◆ TO BE DONE
Retype the rows below verbatim, from the line containing "segment(query) returns the" through the end of the rows, and omit the pictures from your answer.

◆ RECORDS TO USE
◇ ◇ ◇ ◇
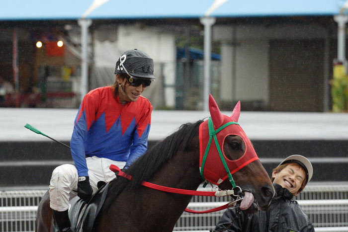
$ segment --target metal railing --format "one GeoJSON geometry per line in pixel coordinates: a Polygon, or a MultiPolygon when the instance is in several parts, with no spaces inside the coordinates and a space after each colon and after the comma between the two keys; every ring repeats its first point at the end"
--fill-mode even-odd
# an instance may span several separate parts
{"type": "MultiPolygon", "coordinates": [[[[200,187],[198,190],[203,189],[200,187]]],[[[0,232],[34,231],[37,205],[46,191],[0,191],[0,232]]],[[[309,184],[296,199],[316,232],[348,232],[348,183],[309,184]]],[[[228,201],[227,197],[194,196],[187,208],[205,210],[228,201]]],[[[205,214],[184,212],[174,231],[207,232],[214,229],[223,213],[223,211],[205,214]]]]}

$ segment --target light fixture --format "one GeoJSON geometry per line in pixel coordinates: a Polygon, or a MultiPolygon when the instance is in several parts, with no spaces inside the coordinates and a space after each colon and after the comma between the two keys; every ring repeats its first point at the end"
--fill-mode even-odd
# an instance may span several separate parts
{"type": "Polygon", "coordinates": [[[42,47],[42,43],[41,41],[37,41],[36,42],[36,47],[40,48],[42,47]]]}

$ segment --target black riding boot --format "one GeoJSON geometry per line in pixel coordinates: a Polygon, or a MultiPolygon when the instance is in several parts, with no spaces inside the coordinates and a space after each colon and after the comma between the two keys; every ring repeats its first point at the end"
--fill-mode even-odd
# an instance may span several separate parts
{"type": "Polygon", "coordinates": [[[68,215],[68,210],[65,211],[56,211],[52,210],[53,218],[56,225],[61,232],[72,232],[70,227],[70,220],[68,215]]]}

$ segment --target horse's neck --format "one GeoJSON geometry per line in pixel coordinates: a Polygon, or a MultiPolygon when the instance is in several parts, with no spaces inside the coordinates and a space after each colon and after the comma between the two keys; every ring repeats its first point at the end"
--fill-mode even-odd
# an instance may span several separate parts
{"type": "Polygon", "coordinates": [[[199,159],[198,154],[178,152],[162,167],[151,181],[173,188],[196,190],[202,182],[199,159]]]}
{"type": "MultiPolygon", "coordinates": [[[[178,152],[148,181],[167,187],[196,190],[202,181],[196,137],[189,148],[178,152]]],[[[172,231],[191,198],[190,195],[129,184],[100,217],[95,231],[172,231]]]]}

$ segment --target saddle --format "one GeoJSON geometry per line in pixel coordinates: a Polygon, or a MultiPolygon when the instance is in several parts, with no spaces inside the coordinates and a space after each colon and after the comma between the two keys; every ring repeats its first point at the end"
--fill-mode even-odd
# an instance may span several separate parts
{"type": "MultiPolygon", "coordinates": [[[[70,200],[69,216],[73,232],[92,232],[95,218],[106,197],[109,183],[99,188],[87,204],[77,196],[70,200]]],[[[59,231],[55,226],[54,231],[59,231]]]]}

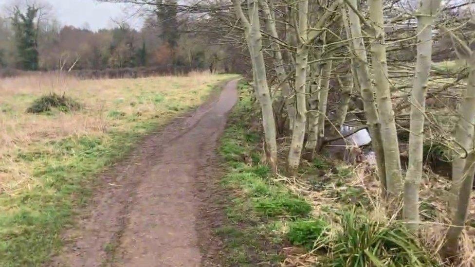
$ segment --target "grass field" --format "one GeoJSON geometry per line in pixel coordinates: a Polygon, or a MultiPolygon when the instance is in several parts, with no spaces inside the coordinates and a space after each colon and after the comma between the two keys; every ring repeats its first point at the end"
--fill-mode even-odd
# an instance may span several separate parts
{"type": "Polygon", "coordinates": [[[202,104],[229,75],[80,81],[0,80],[0,266],[40,266],[87,204],[97,174],[144,135],[202,104]],[[79,103],[35,114],[42,96],[79,103]]]}

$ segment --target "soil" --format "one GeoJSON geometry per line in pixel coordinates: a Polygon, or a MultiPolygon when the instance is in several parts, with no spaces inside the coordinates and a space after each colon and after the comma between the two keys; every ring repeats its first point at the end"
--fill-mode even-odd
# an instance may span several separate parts
{"type": "Polygon", "coordinates": [[[147,136],[101,178],[78,227],[51,266],[212,266],[222,217],[217,141],[238,99],[237,81],[219,97],[147,136]]]}

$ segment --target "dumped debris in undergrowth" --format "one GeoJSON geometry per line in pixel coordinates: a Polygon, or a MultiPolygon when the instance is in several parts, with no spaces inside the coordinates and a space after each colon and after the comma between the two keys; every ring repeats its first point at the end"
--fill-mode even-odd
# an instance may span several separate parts
{"type": "Polygon", "coordinates": [[[81,104],[64,94],[59,95],[56,93],[51,93],[35,100],[26,109],[26,112],[40,113],[51,110],[52,107],[55,107],[63,112],[68,112],[80,109],[81,104]]]}

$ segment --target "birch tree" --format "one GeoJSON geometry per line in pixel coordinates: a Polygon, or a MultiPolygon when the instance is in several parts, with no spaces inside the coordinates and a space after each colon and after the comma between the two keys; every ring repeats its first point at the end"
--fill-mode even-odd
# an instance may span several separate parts
{"type": "Polygon", "coordinates": [[[404,185],[404,218],[412,229],[419,220],[419,187],[422,175],[422,149],[427,82],[432,63],[432,23],[440,0],[420,0],[417,13],[417,57],[411,97],[409,163],[404,185]]]}
{"type": "Polygon", "coordinates": [[[275,121],[272,107],[272,100],[267,83],[265,62],[262,53],[262,34],[259,19],[257,0],[248,0],[249,19],[244,14],[239,0],[233,0],[234,11],[241,20],[251,55],[253,74],[256,86],[256,95],[260,104],[262,125],[265,139],[265,150],[272,169],[277,171],[277,142],[275,121]]]}
{"type": "Polygon", "coordinates": [[[458,110],[460,118],[456,125],[455,139],[462,146],[467,156],[465,159],[456,159],[453,166],[461,166],[461,170],[453,170],[452,185],[449,208],[452,223],[446,235],[444,253],[453,256],[458,250],[458,239],[467,220],[470,208],[470,196],[475,175],[475,53],[455,34],[444,27],[456,48],[457,55],[466,60],[469,67],[467,88],[463,94],[458,110]]]}

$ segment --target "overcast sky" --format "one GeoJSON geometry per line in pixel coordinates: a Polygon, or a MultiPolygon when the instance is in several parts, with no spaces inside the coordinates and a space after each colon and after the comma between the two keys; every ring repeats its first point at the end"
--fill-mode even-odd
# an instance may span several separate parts
{"type": "MultiPolygon", "coordinates": [[[[29,1],[32,0],[0,0],[1,3],[29,1]]],[[[51,13],[63,25],[81,28],[86,23],[93,31],[113,27],[112,19],[125,20],[134,28],[142,26],[142,19],[133,16],[137,8],[129,5],[107,3],[96,0],[38,0],[52,7],[51,13]]]]}

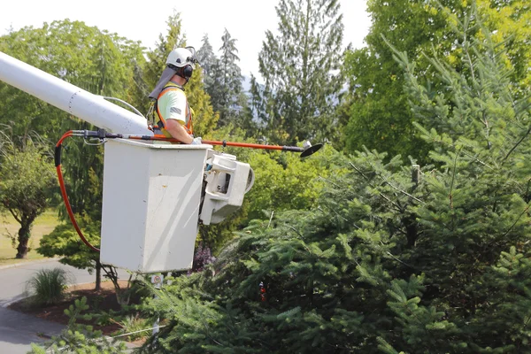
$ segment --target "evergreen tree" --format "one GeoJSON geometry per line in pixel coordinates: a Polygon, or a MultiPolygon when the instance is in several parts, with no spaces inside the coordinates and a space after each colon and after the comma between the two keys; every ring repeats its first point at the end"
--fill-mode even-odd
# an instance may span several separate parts
{"type": "MultiPolygon", "coordinates": [[[[165,68],[165,61],[175,48],[186,47],[186,37],[181,34],[181,17],[174,13],[168,18],[168,33],[158,37],[157,48],[147,53],[148,62],[144,68],[144,77],[150,89],[155,87],[160,74],[165,68]]],[[[196,65],[196,70],[190,81],[187,83],[186,96],[194,110],[194,135],[203,136],[209,134],[216,126],[219,116],[215,114],[211,104],[210,96],[204,91],[203,70],[196,65]]]]}
{"type": "Polygon", "coordinates": [[[237,64],[240,58],[237,55],[236,39],[232,38],[225,28],[221,41],[222,44],[219,48],[221,55],[217,65],[218,75],[216,75],[218,95],[212,96],[212,105],[219,112],[219,125],[223,126],[235,120],[235,117],[241,112],[239,97],[243,90],[242,86],[243,76],[237,64]],[[217,99],[214,100],[213,97],[217,99]]]}
{"type": "MultiPolygon", "coordinates": [[[[349,94],[343,102],[345,110],[350,112],[343,135],[348,151],[361,150],[366,146],[390,155],[400,153],[404,158],[409,155],[419,160],[427,158],[428,145],[422,142],[414,127],[415,118],[404,90],[404,74],[382,35],[416,61],[417,67],[430,82],[428,89],[435,91],[442,83],[436,79],[435,68],[422,53],[447,57],[454,67],[462,67],[461,55],[455,47],[458,38],[451,30],[448,13],[462,17],[476,3],[480,13],[487,14],[487,27],[496,32],[493,40],[506,50],[503,54],[510,57],[506,63],[516,68],[512,72],[513,80],[528,82],[528,73],[522,71],[523,67],[528,67],[531,58],[528,45],[523,45],[530,35],[529,27],[521,25],[528,23],[531,17],[526,2],[369,1],[367,12],[373,21],[365,39],[367,45],[350,51],[343,68],[350,78],[349,94]]],[[[471,30],[468,35],[475,36],[476,33],[471,30]]]]}
{"type": "Polygon", "coordinates": [[[463,66],[427,58],[441,89],[393,50],[432,165],[328,158],[319,207],[254,221],[147,302],[158,352],[531,352],[529,90],[477,12],[448,19],[463,66]]]}
{"type": "Polygon", "coordinates": [[[201,48],[199,48],[199,50],[197,50],[197,60],[199,60],[199,63],[201,63],[201,67],[203,68],[203,82],[204,84],[204,89],[211,96],[212,99],[212,95],[211,89],[214,84],[212,70],[214,66],[218,65],[217,62],[219,59],[214,54],[212,46],[208,39],[208,35],[206,34],[203,36],[201,48]]]}
{"type": "Polygon", "coordinates": [[[279,35],[267,31],[258,54],[260,88],[251,78],[251,104],[263,134],[274,142],[330,138],[343,84],[342,15],[336,0],[281,0],[279,35]]]}

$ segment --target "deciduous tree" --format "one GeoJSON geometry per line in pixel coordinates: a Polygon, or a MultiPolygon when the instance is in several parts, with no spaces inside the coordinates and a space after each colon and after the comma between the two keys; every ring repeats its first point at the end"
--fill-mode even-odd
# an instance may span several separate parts
{"type": "Polygon", "coordinates": [[[336,0],[281,0],[278,35],[266,33],[258,54],[264,86],[251,78],[255,114],[275,143],[324,141],[336,127],[343,81],[342,15],[336,0]]]}

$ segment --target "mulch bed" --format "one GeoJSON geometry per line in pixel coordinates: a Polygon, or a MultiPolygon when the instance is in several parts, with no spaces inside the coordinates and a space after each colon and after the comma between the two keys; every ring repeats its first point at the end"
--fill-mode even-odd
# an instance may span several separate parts
{"type": "MultiPolygon", "coordinates": [[[[125,289],[127,285],[127,281],[119,281],[120,288],[125,289]]],[[[65,309],[67,309],[76,299],[81,299],[83,296],[87,297],[87,304],[89,307],[87,313],[92,312],[96,308],[98,311],[109,312],[119,311],[120,306],[116,300],[114,286],[111,281],[102,282],[101,290],[94,289],[95,284],[81,284],[70,287],[66,290],[66,297],[61,303],[49,306],[36,306],[28,304],[27,299],[20,300],[12,304],[8,308],[18,311],[28,315],[35,316],[40,319],[47,319],[53,322],[68,324],[68,317],[65,314],[65,309]]],[[[96,324],[96,319],[89,321],[79,320],[79,323],[92,325],[95,330],[101,330],[104,335],[110,335],[116,333],[121,327],[119,324],[111,324],[106,326],[98,326],[96,324]]]]}

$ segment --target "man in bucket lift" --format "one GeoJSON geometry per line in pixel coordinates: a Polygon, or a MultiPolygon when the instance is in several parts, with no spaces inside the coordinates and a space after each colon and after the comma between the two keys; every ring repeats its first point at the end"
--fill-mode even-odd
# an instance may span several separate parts
{"type": "Polygon", "coordinates": [[[155,135],[174,138],[187,144],[201,143],[201,138],[194,138],[192,135],[194,112],[184,93],[184,86],[192,77],[196,64],[198,62],[193,47],[177,48],[168,55],[166,68],[150,94],[150,98],[156,100],[151,107],[155,135]]]}

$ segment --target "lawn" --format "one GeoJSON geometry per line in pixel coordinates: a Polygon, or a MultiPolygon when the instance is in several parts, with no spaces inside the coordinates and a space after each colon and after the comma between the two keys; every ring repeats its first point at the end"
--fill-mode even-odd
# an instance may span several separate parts
{"type": "Polygon", "coordinates": [[[32,250],[27,253],[27,259],[16,259],[17,250],[12,245],[9,235],[16,236],[20,225],[15,221],[9,212],[0,214],[0,266],[43,258],[35,249],[39,246],[42,235],[50,234],[59,222],[58,212],[55,209],[49,209],[41,214],[34,222],[31,229],[29,246],[32,250]]]}

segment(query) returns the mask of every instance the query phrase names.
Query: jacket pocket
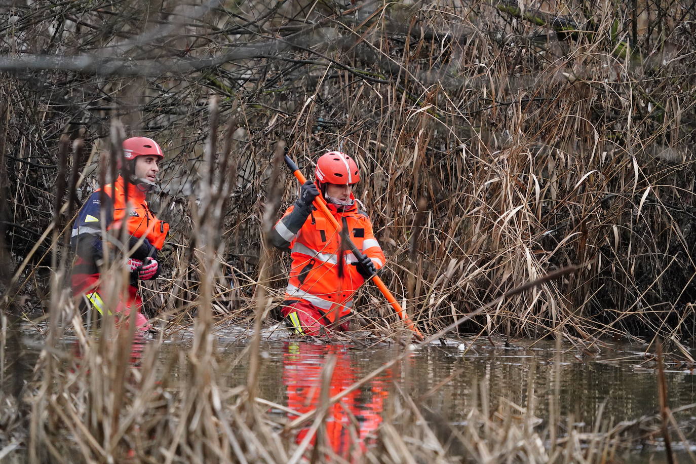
◇ ◇ ◇ ◇
◆ REPLY
segment(query) returns the mask of every instance the query phrase names.
Query: jacket pocket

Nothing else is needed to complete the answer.